*** Exercise inputs

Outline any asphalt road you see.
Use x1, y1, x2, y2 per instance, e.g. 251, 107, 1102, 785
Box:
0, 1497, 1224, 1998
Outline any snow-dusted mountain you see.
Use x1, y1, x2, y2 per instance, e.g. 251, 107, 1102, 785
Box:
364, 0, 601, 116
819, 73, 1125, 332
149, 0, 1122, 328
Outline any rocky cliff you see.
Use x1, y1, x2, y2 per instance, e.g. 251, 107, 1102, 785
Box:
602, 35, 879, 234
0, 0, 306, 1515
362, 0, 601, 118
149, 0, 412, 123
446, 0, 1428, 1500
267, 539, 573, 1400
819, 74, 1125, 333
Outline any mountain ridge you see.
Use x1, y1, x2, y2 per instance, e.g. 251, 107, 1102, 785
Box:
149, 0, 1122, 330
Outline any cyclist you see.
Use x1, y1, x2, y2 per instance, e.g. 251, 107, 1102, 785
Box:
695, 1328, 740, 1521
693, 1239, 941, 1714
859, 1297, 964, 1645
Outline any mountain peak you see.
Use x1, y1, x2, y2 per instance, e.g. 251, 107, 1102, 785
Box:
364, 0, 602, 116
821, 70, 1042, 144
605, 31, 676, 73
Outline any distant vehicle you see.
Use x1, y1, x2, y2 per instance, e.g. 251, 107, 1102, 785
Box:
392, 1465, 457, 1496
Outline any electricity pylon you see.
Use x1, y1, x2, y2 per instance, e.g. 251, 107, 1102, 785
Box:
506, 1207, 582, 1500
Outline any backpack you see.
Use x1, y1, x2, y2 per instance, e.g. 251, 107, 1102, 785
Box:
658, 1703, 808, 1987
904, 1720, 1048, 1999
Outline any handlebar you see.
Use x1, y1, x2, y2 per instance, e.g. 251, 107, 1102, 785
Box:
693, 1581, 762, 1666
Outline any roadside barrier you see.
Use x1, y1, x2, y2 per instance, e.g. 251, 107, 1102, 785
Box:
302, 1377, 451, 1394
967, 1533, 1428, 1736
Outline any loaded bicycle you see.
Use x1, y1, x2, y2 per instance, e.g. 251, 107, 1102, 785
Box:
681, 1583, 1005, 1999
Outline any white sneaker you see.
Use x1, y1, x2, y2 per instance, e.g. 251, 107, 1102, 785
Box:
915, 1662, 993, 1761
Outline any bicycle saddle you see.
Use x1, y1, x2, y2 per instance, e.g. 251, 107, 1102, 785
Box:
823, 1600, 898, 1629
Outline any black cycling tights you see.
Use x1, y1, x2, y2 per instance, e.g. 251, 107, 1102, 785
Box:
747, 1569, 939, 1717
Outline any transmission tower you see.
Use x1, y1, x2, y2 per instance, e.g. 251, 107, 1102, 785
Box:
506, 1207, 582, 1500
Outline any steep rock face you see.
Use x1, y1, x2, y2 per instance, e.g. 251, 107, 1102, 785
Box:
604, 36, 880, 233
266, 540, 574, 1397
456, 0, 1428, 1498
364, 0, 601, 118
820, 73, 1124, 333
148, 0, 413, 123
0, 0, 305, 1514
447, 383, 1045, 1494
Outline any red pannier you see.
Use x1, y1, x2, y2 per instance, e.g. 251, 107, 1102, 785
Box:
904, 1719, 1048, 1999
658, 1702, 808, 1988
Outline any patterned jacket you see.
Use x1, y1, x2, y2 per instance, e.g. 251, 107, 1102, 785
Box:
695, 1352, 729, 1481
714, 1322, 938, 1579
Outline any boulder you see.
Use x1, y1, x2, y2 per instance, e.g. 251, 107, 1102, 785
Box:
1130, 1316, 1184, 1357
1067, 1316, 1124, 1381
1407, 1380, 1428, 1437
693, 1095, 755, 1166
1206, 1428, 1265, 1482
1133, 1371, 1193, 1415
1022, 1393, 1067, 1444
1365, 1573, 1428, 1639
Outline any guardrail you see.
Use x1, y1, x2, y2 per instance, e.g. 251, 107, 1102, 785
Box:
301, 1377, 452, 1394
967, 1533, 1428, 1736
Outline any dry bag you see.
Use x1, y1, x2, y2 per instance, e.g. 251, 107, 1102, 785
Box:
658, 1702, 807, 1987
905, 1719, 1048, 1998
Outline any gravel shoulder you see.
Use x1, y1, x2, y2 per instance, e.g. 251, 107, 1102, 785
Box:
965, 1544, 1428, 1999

******

- Instructions for the task -
Some lines of the records may contain the string "bicycle". State how many do, as a number alone.

- Written solution -
2